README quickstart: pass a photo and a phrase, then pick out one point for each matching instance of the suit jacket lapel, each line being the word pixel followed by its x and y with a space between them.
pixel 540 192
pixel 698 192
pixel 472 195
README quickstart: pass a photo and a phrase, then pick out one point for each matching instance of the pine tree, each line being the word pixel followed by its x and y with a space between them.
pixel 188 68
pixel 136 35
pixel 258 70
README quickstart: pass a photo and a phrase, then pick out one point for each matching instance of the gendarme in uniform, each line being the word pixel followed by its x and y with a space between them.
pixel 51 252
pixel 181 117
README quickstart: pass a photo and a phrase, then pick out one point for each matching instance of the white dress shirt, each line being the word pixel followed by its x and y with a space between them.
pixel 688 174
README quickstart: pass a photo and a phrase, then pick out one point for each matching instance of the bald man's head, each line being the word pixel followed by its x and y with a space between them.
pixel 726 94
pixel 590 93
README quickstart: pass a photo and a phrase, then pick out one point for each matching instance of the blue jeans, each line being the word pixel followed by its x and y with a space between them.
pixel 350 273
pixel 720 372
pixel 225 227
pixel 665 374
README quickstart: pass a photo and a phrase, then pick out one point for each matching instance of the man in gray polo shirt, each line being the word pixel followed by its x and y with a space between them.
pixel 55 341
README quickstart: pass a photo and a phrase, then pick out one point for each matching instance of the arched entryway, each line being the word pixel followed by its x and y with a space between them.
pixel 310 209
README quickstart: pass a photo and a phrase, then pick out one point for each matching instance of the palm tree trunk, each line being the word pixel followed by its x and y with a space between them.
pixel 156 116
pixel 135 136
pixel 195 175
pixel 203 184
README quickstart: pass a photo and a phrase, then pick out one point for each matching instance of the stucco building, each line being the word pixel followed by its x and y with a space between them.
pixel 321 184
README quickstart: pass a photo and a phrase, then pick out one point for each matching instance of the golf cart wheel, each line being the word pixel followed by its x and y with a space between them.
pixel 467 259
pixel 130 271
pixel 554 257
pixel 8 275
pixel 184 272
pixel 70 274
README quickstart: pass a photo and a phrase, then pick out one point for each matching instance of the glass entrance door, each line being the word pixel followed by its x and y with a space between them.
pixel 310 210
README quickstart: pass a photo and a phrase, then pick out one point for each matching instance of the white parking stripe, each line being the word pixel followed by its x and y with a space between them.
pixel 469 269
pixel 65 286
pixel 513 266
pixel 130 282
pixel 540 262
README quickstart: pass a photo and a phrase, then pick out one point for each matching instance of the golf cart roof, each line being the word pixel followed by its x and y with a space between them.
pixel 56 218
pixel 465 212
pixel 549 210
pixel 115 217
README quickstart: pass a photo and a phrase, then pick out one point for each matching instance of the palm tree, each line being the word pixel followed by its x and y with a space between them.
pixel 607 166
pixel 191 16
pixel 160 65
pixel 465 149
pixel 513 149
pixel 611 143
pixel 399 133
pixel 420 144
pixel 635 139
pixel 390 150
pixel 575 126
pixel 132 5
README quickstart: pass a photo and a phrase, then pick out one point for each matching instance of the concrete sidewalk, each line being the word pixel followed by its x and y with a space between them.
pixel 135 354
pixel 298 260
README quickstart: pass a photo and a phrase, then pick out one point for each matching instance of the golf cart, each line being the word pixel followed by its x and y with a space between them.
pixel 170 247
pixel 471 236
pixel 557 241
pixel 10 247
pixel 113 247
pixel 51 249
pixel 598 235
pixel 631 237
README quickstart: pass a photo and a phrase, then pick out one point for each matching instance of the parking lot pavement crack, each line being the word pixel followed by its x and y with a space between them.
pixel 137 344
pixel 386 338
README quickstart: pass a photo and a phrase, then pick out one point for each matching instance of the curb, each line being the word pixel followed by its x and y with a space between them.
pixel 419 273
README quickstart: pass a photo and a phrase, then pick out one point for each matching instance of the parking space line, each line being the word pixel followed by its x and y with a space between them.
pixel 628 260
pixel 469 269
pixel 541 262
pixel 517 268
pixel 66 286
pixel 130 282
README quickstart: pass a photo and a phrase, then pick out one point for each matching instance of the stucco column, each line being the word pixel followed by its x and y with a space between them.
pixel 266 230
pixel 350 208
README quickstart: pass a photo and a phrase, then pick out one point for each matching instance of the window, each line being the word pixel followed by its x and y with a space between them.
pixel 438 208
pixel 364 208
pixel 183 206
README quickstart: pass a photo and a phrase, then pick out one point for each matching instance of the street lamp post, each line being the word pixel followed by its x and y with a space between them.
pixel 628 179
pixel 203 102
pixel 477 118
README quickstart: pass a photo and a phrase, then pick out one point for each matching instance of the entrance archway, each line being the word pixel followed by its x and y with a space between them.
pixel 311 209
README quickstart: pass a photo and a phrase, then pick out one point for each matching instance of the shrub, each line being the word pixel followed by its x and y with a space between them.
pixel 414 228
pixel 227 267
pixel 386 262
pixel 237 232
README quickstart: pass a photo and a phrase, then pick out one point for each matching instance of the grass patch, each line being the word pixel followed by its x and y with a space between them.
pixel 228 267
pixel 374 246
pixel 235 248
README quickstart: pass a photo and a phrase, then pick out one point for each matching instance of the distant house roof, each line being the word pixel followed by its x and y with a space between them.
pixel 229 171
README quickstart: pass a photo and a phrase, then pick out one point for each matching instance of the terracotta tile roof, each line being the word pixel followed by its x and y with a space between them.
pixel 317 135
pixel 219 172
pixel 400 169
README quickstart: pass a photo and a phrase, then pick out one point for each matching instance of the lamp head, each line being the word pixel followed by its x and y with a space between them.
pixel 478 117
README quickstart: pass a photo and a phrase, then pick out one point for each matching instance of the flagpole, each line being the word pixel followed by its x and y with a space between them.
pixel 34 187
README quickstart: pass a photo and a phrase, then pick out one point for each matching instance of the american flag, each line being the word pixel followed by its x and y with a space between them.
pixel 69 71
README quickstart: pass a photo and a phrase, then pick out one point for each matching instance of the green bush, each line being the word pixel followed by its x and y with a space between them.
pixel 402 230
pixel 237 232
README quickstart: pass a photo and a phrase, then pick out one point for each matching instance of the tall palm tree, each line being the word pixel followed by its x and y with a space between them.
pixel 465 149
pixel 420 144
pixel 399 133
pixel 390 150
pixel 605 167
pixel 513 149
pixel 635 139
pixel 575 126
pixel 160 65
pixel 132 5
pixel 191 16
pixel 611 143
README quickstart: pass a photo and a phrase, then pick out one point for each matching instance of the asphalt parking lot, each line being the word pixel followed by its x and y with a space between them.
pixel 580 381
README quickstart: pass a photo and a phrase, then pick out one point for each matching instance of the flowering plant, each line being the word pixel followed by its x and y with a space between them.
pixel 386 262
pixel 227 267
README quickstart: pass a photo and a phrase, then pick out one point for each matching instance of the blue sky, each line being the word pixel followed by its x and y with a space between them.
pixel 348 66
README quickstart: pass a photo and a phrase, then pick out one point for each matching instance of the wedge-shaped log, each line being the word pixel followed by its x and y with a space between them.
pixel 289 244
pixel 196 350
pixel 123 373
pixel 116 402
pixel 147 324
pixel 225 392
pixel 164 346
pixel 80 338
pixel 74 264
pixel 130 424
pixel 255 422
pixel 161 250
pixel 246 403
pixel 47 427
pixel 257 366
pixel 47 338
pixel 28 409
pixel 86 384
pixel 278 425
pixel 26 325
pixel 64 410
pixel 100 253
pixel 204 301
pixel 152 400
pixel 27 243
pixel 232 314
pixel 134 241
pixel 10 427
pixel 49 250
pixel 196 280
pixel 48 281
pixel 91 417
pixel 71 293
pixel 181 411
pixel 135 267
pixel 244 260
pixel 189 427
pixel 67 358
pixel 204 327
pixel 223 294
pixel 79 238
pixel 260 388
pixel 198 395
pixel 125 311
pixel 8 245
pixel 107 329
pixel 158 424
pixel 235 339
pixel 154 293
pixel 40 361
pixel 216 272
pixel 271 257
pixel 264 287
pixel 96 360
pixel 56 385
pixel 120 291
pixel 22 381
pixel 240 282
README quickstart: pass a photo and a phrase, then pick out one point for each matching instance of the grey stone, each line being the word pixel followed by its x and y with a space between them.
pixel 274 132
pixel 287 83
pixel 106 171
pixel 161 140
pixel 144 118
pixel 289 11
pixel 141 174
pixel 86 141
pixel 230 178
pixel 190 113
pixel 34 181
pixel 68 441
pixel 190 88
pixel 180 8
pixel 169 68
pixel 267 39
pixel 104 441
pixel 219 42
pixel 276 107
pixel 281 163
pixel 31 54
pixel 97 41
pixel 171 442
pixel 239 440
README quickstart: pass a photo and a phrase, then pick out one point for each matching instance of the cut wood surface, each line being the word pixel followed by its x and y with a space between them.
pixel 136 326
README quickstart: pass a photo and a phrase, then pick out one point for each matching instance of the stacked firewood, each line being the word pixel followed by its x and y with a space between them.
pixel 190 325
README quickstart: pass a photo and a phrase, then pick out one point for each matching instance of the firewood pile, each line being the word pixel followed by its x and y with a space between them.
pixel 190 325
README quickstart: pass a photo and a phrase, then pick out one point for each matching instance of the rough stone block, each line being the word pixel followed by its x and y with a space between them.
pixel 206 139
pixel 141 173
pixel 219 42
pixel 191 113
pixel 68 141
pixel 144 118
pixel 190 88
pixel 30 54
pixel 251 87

— Directions for this task —
Give back exactly the lines from the line holding "of the rough" through the last line of the listing, including both.

— Problem solution —
README quickstart: pass a photo and a phrase, then pick out one point for each matching instance of the rough stone block, each line being the word pixel followed by its x and y with a space between them.
pixel 206 139
pixel 141 173
pixel 219 42
pixel 191 113
pixel 68 141
pixel 144 118
pixel 190 88
pixel 30 54
pixel 251 87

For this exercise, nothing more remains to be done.